[Stored data]
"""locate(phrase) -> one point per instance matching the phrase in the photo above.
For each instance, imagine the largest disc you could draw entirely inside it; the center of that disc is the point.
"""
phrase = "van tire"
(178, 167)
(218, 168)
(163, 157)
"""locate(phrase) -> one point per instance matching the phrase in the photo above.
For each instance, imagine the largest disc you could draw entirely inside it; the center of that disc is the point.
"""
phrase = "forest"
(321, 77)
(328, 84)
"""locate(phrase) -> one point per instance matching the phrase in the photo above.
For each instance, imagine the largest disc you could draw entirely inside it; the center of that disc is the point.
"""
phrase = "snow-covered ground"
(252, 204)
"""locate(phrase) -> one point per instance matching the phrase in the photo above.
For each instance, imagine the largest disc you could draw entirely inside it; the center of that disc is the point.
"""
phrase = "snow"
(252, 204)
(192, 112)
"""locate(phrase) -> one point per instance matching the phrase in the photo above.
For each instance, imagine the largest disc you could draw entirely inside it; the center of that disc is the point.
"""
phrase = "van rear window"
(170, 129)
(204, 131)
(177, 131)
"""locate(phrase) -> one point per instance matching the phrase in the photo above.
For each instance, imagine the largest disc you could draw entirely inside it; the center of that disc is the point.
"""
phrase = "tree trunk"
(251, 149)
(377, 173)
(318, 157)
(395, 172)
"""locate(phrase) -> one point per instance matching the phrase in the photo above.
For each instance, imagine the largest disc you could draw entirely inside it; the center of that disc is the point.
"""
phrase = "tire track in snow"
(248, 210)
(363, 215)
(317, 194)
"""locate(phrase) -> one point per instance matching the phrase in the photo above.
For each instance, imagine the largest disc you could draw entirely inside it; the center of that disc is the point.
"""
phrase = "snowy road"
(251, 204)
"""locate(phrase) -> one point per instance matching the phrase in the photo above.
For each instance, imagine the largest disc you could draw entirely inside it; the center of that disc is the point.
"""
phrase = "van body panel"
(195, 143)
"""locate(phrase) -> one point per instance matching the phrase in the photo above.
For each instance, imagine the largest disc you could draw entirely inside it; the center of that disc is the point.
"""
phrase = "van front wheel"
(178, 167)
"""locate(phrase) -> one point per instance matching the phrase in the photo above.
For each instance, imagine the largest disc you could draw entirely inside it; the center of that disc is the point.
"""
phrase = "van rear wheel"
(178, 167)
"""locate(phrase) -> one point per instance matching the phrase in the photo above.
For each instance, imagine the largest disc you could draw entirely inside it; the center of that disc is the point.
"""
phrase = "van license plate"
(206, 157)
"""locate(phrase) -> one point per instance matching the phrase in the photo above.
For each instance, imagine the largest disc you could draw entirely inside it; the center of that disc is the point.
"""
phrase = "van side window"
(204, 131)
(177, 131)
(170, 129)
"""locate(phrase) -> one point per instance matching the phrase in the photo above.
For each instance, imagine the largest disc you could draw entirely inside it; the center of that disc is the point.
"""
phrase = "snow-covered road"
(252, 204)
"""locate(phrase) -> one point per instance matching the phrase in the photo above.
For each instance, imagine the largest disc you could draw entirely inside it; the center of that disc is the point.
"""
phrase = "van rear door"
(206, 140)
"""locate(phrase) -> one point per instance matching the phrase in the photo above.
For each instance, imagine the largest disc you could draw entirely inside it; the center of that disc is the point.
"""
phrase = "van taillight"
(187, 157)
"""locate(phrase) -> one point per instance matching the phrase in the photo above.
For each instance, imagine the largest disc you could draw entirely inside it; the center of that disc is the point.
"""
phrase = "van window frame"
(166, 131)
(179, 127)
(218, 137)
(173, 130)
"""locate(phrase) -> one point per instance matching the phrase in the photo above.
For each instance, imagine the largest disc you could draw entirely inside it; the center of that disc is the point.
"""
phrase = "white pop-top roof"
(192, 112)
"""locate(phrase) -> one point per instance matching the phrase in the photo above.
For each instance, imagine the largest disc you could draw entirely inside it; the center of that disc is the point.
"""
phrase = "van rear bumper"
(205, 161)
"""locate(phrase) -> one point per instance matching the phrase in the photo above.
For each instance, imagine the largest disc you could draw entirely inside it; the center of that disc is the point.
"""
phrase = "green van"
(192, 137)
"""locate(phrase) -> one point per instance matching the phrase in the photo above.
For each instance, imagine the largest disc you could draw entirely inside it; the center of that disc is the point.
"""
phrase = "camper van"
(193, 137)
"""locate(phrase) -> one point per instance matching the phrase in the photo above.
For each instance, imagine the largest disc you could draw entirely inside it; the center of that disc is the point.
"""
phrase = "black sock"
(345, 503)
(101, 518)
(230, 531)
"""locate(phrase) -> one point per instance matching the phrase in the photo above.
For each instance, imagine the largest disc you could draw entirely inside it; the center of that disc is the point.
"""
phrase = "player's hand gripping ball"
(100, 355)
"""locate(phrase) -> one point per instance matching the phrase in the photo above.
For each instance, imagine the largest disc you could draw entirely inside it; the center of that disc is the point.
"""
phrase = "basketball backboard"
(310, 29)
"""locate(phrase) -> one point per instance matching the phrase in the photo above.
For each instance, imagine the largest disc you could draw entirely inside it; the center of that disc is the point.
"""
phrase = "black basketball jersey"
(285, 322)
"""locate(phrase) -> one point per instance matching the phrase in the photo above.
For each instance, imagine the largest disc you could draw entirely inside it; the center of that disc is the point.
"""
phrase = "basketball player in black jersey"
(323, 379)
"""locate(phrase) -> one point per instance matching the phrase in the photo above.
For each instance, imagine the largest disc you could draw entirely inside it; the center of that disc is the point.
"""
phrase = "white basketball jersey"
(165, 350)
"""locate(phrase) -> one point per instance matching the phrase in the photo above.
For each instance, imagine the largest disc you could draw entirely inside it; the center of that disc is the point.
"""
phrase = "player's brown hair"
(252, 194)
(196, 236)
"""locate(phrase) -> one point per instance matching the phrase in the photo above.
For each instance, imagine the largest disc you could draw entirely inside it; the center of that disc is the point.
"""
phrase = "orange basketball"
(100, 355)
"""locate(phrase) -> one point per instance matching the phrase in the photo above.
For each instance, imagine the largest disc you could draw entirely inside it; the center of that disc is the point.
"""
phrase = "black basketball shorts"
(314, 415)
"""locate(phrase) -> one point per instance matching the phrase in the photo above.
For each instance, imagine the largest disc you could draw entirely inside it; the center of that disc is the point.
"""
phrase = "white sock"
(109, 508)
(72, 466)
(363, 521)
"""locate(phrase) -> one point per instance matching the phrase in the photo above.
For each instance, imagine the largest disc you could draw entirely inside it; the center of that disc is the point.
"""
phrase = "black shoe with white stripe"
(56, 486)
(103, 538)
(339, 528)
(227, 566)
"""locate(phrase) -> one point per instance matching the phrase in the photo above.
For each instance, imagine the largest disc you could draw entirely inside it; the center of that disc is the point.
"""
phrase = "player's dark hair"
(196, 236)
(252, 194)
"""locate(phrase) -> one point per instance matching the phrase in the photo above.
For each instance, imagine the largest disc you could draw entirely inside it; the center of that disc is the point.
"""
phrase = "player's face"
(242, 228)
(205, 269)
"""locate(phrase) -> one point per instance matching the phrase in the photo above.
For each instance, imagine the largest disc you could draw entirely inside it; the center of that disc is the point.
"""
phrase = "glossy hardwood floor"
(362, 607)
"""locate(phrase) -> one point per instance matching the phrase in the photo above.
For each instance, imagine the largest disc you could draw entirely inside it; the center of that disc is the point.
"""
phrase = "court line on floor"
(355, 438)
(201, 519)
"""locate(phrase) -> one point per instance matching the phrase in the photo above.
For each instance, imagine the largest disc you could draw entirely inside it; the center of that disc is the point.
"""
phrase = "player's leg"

## [DIRECTIONS]
Quote all the records exactly, please, leaving none out.

## [SOLUTION TO THE EXERCISE]
"""locate(phrase) -> one point per instance matching the phrase in the photo above.
For each instance, imagine the largest disc you could draw entirely inside it; the center of that disc is the point.
"""
phrase = "van tire"
(178, 167)
(218, 168)
(163, 157)
"""locate(phrase) -> one point per instance matching the phrase in the photo above.
For each instance, imagine the largest disc you could draw entirely inside it; the center of that disc is the point.
"""
phrase = "forest"
(321, 77)
(328, 84)
"""locate(phrase) -> one point per instance matching the phrase in the photo above.
For each instance, imagine the largest disc you could draw entirely inside it; the center of that disc is the point.
"""
phrase = "snow-covered ground"
(252, 204)
"""locate(phrase) -> one point per instance matching the phrase in the photo above.
For each instance, imagine the largest disc you could draw entirely inside it; the center of that disc is the point.
"""
phrase = "snow"
(252, 204)
(192, 112)
"""locate(phrase) -> one point per instance matching the phrase in the photo above.
For each instance, imagine the largest disc you could draw entirely inside it; the center of that disc is the point.
"""
phrase = "van rear window"
(170, 129)
(204, 131)
(177, 131)
"""locate(phrase) -> one point per instance matching the phrase in the photo above.
For each instance, imagine the largest disc you could draw entirely inside it; the center of that disc is the point.
"""
phrase = "tree trunk"
(251, 149)
(377, 173)
(318, 157)
(395, 172)
"""locate(phrase) -> one point per instance matching the phrase in the photo above.
For each instance, imagine the largest disc you could draw entirely inside it; the center of that disc is the point.
"""
phrase = "tire track in snow"
(248, 210)
(363, 215)
(317, 194)
"""locate(phrase) -> one point per instance matching the phrase in the photo above.
For each instance, imagine the largest disc you could draw entirely inside it; the center of that disc is the point.
"""
phrase = "snowy road"
(251, 204)
"""locate(phrase) -> one point per instance matching the phrase in the photo above.
For each instance, imagine the largest disc you could draw entirely inside it; the center of that disc is the point.
"""
phrase = "van body panel"
(195, 143)
"""locate(phrase) -> one point per instance matching the phrase in the photo above.
For each instance, imagine the largest disc you could draw entirely inside it; the center of that disc is the point.
"""
phrase = "van front wheel"
(178, 167)
"""locate(phrase) -> one point per instance matching the phrase in the photo above.
For each instance, imagine the largest disc you could draw entirely inside it; the center of that disc is the point.
"""
phrase = "van rear wheel"
(178, 167)
"""locate(phrase) -> one point per instance matching the phrase in the photo above.
For each instance, imagine the largest disc you could draw entirely inside it; the center of that disc is the point.
"""
phrase = "van license plate"
(206, 157)
"""locate(phrase) -> one point per instance matching the phrase in the photo above.
For each instance, imagine the largest disc you could draw entirely inside it; the center of that disc is the point.
"""
phrase = "van side window"
(204, 131)
(177, 131)
(170, 129)
"""locate(phrase) -> one point per instance matching the phrase in the photo above.
For each instance, imagine the largest disc you could draw entirely inside it; the center of that disc is the point.
"""
phrase = "snow-covered road"
(252, 204)
"""locate(phrase) -> one point per instance matching the phrase in the photo above.
For each instance, imagine the largest disc you could draw entirely inside it; the center of that disc is the point.
"""
phrase = "van rear door"
(206, 140)
"""locate(phrase) -> one point per instance matching the phrase in the photo above.
For each instance, imagine the largest disc you could draw entirely inside it; the center of that disc is the point.
"""
phrase = "van taillight"
(187, 157)
"""locate(phrase) -> one point per instance matching the phrase in the photo above.
For each instance, imagine the largest disc you could draw entirely inside it; the center of that disc is the point.
"""
phrase = "van window frame"
(166, 131)
(179, 127)
(218, 137)
(173, 130)
"""locate(phrase) -> one point per instance matching the phrase in the photo above.
For each instance, imagine the largest disc you could draw entirely inside it; the center of that disc is the point.
"""
phrase = "white pop-top roof"
(192, 112)
"""locate(phrase) -> one point per instance matching the phrase in the photo above.
For each instance, imagine the largest disc you could draw entirely inside it; the center of that disc is the point.
"""
phrase = "van rear bumper"
(205, 161)
"""locate(phrase) -> one point per instance matching the phrase in the photo above.
For each instance, imagine the largest disc you could draw entirely inside it; the center of that disc is the point.
"""
phrase = "green van"
(192, 137)
"""locate(phrase) -> one point per instance matching the phrase in the photo above.
For each instance, imagine the largest disc you could draw entirely inside it; the center of that disc is the point.
"""
phrase = "camper van"
(193, 137)
"""locate(phrase) -> one point per instance matching the phrase in the photo above.
For each instance, imagine the largest disc you could draw entirely inside it; the center of that disc is the point.
"""
phrase = "black sock"
(345, 503)
(101, 518)
(230, 531)
"""locate(phrase) -> one point per instance matching the phrase in the photo above.
For each instance, imagine the largest disc you could draw entirely inside it; the center of that disc is the point.
"""
phrase = "player's hand gripping ball"
(100, 355)
"""locate(phrase) -> one point per instance matching the phrase in the photo above.
For each instance, imagine the largest disc you could draw entirely inside it; the center of that disc is the point.
"""
phrase = "basketball backboard"
(310, 29)
"""locate(phrase) -> one point per instance matching the phrase in the photo above.
For each instance, imagine the largest disc you could draw entirely inside it; the center of that disc is the point.
"""
phrase = "black basketball jersey"
(285, 322)
"""locate(phrase) -> one point per instance matching the phrase in the photo above.
For each instance, imagine the largest disc you could draw entirely inside it; the center of that disc is the point.
"""
phrase = "basketball player in black jersey"
(323, 379)
"""locate(phrase) -> one point per instance matching the phrase in the photo above.
For each instance, imagine the largest disc you could draw entirely inside it; the center of that disc is the point.
"""
phrase = "white basketball jersey"
(165, 350)
"""locate(phrase) -> one point per instance matching the phrase in the photo above.
For each instance, imagine the largest disc you could draw entirely inside it; the center of that disc is the point.
"""
phrase = "player's brown hair"
(252, 194)
(196, 236)
"""locate(phrase) -> one point per instance matching the phrase in the photo above.
For each instance, imagine the largest disc you could draw entirely inside it; the center of that disc is the point.
"""
phrase = "orange basketball"
(100, 355)
"""locate(phrase) -> one point per instance matching the phrase in the photo above.
For each instance, imagine the largest disc you could draw entirely inside it; the center of that disc is the point.
"""
phrase = "black basketball shorts"
(314, 415)
"""locate(phrase) -> one point per instance matching the phrase in the photo above.
For each instance, imagine the largest disc you could draw entirely inside it; the center of that disc is the point.
"""
phrase = "white sock"
(109, 508)
(72, 466)
(363, 521)
"""locate(phrase) -> one point per instance matching the phrase in the photo above.
For each instance, imagine the largest disc you could draw entirely inside it; the center of that disc is the point.
"""
phrase = "black shoe with white stripe"
(56, 486)
(103, 538)
(339, 528)
(227, 566)
"""locate(phrase) -> one point per instance matching the phrase in the photo above.
For each instance, imagine the largest disc you could draw entirely inside it; the center of that disc is the point.
"""
phrase = "player's dark hair"
(196, 236)
(252, 194)
"""locate(phrase) -> one point per instance matching the phrase in the photo above.
For each instance, imagine the largest disc you could draw entirely inside it; the center of that disc is the point.
"""
phrase = "player's face"
(242, 228)
(205, 269)
"""locate(phrase) -> one point per instance matching the phrase in the photo above.
For each instance, imagine the largest disc you could draw entirely inside it; the center of that disc is the point.
"""
phrase = "glossy hardwood floor"
(362, 607)
"""locate(phrase) -> one point per instance matching the phrase in the photo above.
For each instance, imagine the largest disc you could draw entirely inside it; the center of that disc is the point.
"""
phrase = "court line on floor"
(355, 438)
(201, 519)
"""locate(phrase) -> one point per instance matching the phrase in the photo above.
For each instance, imagine the largest disc you could draw entirely inside it; the center of that disc is the point.
"""
phrase = "player's leg"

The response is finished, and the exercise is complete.